Aim of the exercise:
In the records below, find the line containing "Place a marker on the dark storm"; copy exactly that line and all lines after it to the end, and nothing else.
__________________________________________________
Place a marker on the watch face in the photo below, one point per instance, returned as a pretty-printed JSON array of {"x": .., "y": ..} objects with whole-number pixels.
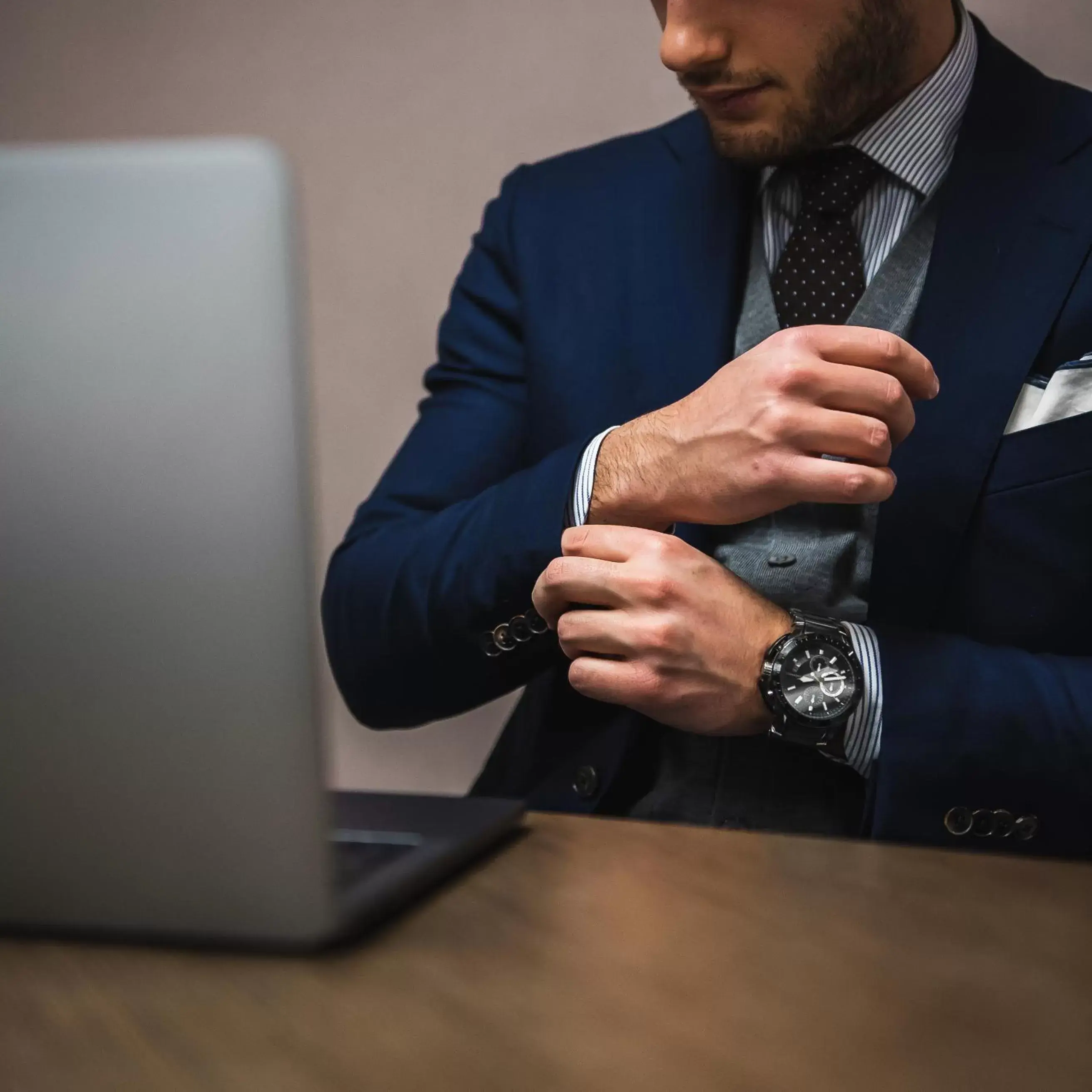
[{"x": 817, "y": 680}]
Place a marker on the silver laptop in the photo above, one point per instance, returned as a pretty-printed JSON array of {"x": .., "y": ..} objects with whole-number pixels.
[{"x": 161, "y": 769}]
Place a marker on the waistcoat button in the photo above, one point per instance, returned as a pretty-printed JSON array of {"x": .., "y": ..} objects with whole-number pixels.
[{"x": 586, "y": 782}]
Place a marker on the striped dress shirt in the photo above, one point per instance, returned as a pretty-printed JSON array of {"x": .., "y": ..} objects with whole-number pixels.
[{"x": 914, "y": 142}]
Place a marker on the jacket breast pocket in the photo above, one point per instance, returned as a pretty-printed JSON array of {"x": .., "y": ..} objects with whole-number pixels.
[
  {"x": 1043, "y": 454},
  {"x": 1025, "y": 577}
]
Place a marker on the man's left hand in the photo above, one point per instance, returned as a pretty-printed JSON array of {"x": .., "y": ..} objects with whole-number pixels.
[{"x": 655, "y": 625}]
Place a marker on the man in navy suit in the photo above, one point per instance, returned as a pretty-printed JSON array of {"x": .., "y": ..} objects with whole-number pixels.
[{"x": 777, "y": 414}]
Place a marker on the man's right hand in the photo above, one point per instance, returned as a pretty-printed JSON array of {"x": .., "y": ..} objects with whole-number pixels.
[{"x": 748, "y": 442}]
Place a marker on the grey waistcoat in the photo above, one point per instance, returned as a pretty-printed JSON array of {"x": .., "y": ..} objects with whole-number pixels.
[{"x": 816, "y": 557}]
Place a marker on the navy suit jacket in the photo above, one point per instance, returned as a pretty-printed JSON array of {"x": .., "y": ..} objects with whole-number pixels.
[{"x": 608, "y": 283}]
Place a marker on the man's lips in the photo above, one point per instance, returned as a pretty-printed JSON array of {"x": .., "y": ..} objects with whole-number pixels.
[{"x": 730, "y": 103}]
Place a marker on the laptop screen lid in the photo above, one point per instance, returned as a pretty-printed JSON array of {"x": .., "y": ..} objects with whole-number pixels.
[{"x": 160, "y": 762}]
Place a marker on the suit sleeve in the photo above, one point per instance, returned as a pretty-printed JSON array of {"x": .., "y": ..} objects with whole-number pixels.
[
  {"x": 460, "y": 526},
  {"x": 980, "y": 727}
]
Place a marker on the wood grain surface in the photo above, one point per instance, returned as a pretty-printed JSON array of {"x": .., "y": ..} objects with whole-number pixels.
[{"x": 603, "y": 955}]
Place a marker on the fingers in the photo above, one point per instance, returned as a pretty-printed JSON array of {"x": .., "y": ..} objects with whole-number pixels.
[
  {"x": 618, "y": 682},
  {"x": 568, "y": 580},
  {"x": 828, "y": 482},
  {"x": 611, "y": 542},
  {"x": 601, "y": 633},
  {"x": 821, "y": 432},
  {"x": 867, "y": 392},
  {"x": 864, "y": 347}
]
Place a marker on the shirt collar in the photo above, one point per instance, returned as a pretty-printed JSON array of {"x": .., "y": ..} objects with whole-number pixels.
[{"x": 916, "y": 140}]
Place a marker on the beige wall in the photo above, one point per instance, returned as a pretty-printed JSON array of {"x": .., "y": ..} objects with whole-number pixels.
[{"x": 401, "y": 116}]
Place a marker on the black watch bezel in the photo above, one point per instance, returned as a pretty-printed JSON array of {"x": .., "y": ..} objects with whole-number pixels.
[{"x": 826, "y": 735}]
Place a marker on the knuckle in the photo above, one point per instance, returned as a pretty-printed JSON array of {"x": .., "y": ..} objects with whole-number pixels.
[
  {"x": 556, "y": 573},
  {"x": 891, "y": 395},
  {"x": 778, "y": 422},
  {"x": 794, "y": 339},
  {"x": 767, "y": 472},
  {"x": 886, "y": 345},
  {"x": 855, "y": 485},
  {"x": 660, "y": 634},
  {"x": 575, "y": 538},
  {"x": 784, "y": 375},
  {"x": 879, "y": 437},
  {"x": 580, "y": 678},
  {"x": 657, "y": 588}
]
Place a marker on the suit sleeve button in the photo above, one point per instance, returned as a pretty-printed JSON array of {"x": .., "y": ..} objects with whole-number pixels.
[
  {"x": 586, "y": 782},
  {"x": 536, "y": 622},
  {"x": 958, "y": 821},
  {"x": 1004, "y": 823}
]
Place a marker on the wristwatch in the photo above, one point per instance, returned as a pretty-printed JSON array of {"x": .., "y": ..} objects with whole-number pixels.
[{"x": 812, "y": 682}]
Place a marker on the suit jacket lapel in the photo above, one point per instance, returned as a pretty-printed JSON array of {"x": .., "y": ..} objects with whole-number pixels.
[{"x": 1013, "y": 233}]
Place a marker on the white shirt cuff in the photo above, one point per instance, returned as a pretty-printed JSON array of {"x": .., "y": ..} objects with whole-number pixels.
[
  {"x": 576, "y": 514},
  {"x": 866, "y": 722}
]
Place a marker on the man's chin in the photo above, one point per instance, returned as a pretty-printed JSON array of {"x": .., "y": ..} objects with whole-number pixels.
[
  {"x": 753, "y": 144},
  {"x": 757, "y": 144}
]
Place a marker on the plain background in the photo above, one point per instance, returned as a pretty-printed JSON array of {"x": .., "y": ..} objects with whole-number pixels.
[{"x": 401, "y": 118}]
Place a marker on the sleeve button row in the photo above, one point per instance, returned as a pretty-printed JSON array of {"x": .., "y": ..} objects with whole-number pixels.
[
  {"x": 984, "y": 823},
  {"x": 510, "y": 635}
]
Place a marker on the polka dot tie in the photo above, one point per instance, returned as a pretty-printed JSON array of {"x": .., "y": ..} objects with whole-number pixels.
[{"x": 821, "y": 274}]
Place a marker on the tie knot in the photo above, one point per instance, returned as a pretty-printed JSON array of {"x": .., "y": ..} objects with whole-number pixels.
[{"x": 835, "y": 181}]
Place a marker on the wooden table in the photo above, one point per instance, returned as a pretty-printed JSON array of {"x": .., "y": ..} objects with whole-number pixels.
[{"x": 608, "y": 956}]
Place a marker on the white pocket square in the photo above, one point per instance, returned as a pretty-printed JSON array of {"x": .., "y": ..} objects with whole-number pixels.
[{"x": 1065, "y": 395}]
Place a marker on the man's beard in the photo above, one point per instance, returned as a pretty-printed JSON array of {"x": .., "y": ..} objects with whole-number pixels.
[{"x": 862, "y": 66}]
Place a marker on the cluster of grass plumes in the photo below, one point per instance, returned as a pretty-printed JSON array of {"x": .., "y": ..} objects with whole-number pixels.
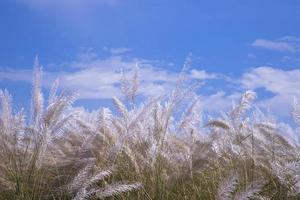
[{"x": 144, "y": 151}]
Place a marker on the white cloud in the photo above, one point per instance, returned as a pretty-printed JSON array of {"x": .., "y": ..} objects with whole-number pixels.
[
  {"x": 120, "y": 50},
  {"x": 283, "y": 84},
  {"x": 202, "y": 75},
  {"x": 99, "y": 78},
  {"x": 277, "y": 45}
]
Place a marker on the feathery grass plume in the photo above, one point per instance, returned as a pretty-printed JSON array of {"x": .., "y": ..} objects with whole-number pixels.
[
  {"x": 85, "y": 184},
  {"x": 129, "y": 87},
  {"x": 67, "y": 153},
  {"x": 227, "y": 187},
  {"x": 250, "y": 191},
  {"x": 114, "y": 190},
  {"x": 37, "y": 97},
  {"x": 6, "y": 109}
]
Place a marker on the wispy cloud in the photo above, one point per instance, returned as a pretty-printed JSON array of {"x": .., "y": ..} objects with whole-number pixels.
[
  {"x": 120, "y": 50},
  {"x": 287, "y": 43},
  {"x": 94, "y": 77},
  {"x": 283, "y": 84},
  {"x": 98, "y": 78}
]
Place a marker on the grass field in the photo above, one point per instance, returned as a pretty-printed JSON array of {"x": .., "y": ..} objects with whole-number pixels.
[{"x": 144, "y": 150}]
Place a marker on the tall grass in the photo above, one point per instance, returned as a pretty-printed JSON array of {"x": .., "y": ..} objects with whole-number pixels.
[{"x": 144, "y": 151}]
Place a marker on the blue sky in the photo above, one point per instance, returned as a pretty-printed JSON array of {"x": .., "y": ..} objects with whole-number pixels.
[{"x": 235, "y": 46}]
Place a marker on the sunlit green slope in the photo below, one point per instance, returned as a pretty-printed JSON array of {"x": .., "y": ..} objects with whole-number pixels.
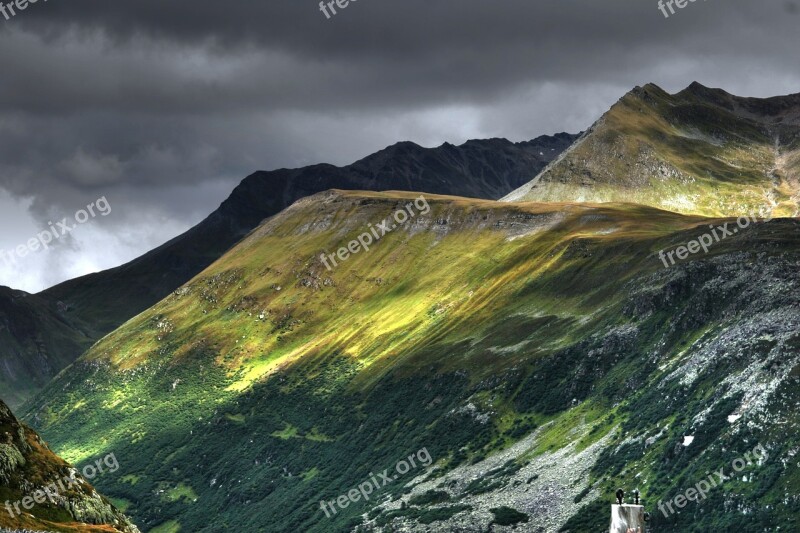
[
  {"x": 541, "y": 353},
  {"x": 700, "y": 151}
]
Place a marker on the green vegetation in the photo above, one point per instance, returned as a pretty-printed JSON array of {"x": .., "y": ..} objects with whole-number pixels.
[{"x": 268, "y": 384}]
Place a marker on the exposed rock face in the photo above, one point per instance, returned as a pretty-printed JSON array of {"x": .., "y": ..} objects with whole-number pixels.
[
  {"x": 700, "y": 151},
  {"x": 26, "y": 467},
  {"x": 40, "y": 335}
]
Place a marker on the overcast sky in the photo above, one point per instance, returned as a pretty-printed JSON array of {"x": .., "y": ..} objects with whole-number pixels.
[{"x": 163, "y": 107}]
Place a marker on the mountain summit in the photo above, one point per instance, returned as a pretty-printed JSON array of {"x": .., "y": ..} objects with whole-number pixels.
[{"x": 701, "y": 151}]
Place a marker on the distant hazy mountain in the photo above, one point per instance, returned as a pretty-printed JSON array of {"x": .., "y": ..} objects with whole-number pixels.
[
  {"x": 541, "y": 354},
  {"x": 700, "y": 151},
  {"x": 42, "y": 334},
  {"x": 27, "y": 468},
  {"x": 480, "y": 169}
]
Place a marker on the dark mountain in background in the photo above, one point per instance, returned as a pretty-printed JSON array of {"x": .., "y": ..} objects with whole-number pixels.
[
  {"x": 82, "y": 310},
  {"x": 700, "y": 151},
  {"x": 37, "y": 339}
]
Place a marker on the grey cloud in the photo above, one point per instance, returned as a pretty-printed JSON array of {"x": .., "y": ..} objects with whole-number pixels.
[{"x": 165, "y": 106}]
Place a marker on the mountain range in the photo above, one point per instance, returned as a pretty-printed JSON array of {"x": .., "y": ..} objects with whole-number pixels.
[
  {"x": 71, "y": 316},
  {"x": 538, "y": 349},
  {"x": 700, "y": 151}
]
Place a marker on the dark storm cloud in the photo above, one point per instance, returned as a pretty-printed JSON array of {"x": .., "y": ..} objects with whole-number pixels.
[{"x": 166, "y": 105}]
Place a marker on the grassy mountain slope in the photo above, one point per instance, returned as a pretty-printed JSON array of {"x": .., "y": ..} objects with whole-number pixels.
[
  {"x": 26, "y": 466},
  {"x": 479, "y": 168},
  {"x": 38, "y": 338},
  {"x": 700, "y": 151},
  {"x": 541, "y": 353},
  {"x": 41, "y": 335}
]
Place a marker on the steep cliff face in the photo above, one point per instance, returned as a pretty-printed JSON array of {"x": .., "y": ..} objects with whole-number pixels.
__________________________________________________
Exercise result:
Place a marker on the dark storm cloud in the photo above, one point per instance, returned as a pretty-printed JSON array of {"x": .., "y": ..} objects with whole-number pixels.
[{"x": 166, "y": 105}]
Place a marker on the grassy mountain slope in the photo above, one point per instance, returned as a pretty-printed JSON array of {"x": .., "y": ..} objects with whole-number pixels.
[
  {"x": 26, "y": 466},
  {"x": 479, "y": 168},
  {"x": 38, "y": 338},
  {"x": 700, "y": 151},
  {"x": 541, "y": 353},
  {"x": 41, "y": 335}
]
Place a marker on the steep cliff face in the photo above, one point per instance, returned as a pretty-printed JSON array of {"x": .., "y": ..} objects with whole-number pixels.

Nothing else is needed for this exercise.